>> Begin Recorded data
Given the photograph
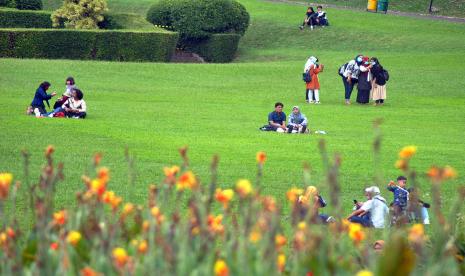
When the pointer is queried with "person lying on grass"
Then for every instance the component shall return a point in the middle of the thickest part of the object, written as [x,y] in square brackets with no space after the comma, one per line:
[37,105]
[297,122]
[277,118]
[373,212]
[74,107]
>> End Recorded data
__Set problem__. Retype the records word for word, leaving out the pictures.

__Worked solution__.
Given the photograph
When the pointer is queried with "person lying on grass"
Then for every instance the component shall return a point in the middle of the thickest part of the object, written as [x,y] in square brackets with no space after the comma, one per line:
[37,105]
[297,122]
[277,118]
[373,212]
[74,107]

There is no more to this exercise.